___ Excerpted text ___
In summary, Link monitors can be configured for frame and symbol monitors (specific hardware only). By default, Link Monitoring and all monitors are shutdown. When the Link Monitoring function is enabled, the capability (EV) will be advertised. When a monitor is enabled, a default window size and a default signal failure threshold are activated. The local action for a signal failure threshold event is to shutdown the local port. Notification will be sent to the peer using the Event Notification OAMPDU. By default, the remote peer will not take any port action for the Event Notification OAMPDU. The reception will only be logged. It is suggested the operator evaluate the various defaults and configure the local-sf-action to set one of the Flag fields in the Information OAMPDU using the info-notifications command options when fault notification to a peer is required. Non-Nokia vendor specific information will not be processed.

2.11.1.1.1. Capability Advertising

A supported capability, sometimes requiring activation, will be advertised to the peer. The EV capability is advertisement when Link Monitoring is active on the port. This can be disabled using the optional command no link-monitoring under the config>port>ethernet>efm-oam>discovery>advertise-capabilities.

2.11.2. Remote Loopback

EFM OAM provides a link-layer frame loopback mode that can be remotely controlled.

To initiate remote loopback, the local EFM OAM client sends a loopback control OAM PDU by enabling the OAM remote-loopback command. After receiving the loopback control OAM PDU, the remote OAM client puts the remote port into local loopback mode.

To exit remote loopback, the local EFM OAM client sends a loopback control OAM PDU by disabling the OAM remote-loopback command. After receiving the loopback control OAM PDU, the remote OAM client puts the port back into normal forwarding mode.

During remote loopback test operation, all frames except EFM OAM PDUs are dropped at the local port for the receive direction, where remote loopback is enabled. If local loopback is enabled, then all frames except EFM OAM PDUs are dropped at the local port for both the receive and transmit directions. This behavior may result in many protocols (such as STP or LAG) resetting their state machines.

When a port is in loopback mode, service mirroring will not work if the port is a mirror-source or a mirror-destination.

2.11.3. 802.3ah OAM PDU Tunneling for Epipe Service

Nokia routers support 802.3ah. Customers who subscribe to Epipe service treat the Epipe as a wire, so they demand the ability to run 802.3ah between their devices which are located at each end of the Epipe.

This feature only applies to port-based Epipe SAPs because 802.3ah runs at port level not VLAN level. Hence, such ports must be configured as null encapsulated SAPs.

When OAM PDU tunneling is enabled, 802.3ah OAM PDUs received at one end of an Epipe are forwarded through the Epipe. 802.3ah can run between devices that are located at each end of the Epipe. When OAM PDU tunneling is disabled (by default), OAM PDUs are dropped or processed locally according to the efm-oam configuration (shutdown or no shutdown).

Enabling 802.3ah for a specific port and enabling OAM PDU tunneling for the same port are mutually exclusive. Enforcement is performed at the CLI level.
___
= Instruction 1 =
Return the passage of the EFM OAM text from "To initiate remote" to "local loopback mode.", copied word for word.
= Instruction 2 =
Locate every line in the records that contains the string "pixels", matching case, and copy each of those lines.
___ Source records ___
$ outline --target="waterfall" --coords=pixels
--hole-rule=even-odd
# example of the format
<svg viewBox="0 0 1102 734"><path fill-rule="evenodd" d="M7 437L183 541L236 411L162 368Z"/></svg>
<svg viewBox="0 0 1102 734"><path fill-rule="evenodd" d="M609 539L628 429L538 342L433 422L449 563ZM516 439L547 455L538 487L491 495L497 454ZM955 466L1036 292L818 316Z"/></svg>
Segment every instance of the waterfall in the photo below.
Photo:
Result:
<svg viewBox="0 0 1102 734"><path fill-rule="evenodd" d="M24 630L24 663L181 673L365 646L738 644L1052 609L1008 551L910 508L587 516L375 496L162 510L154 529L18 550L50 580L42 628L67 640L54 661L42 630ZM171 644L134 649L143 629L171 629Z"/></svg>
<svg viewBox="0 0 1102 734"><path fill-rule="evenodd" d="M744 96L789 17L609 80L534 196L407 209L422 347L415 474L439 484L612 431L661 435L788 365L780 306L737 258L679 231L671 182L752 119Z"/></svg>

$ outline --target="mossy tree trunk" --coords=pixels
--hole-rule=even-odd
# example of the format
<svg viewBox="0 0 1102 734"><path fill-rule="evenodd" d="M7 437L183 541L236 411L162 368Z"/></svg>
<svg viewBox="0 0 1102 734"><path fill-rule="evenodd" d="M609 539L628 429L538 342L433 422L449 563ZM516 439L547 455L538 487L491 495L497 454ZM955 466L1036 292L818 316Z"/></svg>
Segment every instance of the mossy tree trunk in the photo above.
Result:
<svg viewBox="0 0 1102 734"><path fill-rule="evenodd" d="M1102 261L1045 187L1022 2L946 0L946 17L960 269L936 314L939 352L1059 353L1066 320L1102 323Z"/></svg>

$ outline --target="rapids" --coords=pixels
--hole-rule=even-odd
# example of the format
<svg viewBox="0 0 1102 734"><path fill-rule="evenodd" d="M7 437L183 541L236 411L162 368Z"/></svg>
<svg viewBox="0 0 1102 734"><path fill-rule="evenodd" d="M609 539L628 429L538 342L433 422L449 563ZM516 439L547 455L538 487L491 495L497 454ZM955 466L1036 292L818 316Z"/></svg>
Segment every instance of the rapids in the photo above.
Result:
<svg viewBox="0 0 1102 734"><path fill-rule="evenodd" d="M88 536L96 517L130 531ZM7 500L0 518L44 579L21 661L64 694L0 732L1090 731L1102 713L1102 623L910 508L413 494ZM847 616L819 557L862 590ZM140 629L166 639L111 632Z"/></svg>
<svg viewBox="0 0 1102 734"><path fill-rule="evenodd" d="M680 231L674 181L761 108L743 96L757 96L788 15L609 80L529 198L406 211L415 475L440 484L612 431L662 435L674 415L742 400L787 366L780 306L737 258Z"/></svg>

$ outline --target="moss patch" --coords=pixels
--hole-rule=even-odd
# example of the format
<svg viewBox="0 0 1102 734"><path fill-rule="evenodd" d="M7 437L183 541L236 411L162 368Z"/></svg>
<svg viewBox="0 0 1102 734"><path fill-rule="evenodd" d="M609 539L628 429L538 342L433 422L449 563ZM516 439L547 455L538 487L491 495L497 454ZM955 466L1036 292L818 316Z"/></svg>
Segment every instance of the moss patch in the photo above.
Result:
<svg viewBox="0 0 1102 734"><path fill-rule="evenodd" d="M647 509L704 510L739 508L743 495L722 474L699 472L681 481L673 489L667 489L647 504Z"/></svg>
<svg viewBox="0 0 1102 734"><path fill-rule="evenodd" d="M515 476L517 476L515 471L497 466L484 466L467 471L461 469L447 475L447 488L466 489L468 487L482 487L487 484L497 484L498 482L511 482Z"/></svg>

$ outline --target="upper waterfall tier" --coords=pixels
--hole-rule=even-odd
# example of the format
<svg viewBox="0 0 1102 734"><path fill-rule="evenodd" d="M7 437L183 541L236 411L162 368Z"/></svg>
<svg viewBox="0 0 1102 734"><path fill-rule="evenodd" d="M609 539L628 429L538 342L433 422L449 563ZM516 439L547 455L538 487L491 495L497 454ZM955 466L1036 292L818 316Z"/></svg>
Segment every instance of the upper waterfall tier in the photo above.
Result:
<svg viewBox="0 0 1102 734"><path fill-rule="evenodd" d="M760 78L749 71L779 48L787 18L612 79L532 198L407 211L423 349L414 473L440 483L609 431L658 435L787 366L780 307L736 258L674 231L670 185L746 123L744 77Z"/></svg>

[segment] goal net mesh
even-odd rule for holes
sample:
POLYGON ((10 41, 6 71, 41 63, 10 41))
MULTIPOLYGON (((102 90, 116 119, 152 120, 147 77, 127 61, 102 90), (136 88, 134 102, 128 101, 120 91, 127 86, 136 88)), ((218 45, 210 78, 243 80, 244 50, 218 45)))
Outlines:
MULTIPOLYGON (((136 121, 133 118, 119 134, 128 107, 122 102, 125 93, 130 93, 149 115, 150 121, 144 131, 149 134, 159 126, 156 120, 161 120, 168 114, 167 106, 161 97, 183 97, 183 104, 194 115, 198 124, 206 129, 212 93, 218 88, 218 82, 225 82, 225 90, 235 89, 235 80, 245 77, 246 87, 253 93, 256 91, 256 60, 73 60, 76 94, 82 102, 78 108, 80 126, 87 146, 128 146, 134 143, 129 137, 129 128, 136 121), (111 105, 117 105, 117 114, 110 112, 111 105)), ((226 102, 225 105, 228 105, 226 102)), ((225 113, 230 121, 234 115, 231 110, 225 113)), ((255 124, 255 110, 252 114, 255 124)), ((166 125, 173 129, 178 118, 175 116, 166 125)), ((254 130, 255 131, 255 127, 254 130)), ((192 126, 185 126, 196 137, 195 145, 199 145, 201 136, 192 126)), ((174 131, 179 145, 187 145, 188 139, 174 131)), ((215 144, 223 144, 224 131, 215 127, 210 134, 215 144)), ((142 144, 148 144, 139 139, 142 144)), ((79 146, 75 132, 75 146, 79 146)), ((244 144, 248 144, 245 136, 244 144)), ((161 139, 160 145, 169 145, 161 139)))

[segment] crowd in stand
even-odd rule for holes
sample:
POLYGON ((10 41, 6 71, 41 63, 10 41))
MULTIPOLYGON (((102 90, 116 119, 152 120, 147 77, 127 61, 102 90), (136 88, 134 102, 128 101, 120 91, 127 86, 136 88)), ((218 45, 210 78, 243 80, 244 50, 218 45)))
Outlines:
___
= Exercise result 1 =
To initiate remote loopback, the local EFM OAM client sends a loopback control OAM PDU by enabling the OAM remote-loopback command. After receiving the loopback control OAM PDU, the remote OAM client puts the remote port into local loopback mode.

= Exercise result 2 =
$ outline --target="waterfall" --coords=pixels
$ outline --target="mossy tree trunk" --coords=pixels
$ outline --target="rapids" --coords=pixels
$ outline --target="moss patch" --coords=pixels
$ outline --target="upper waterfall tier" --coords=pixels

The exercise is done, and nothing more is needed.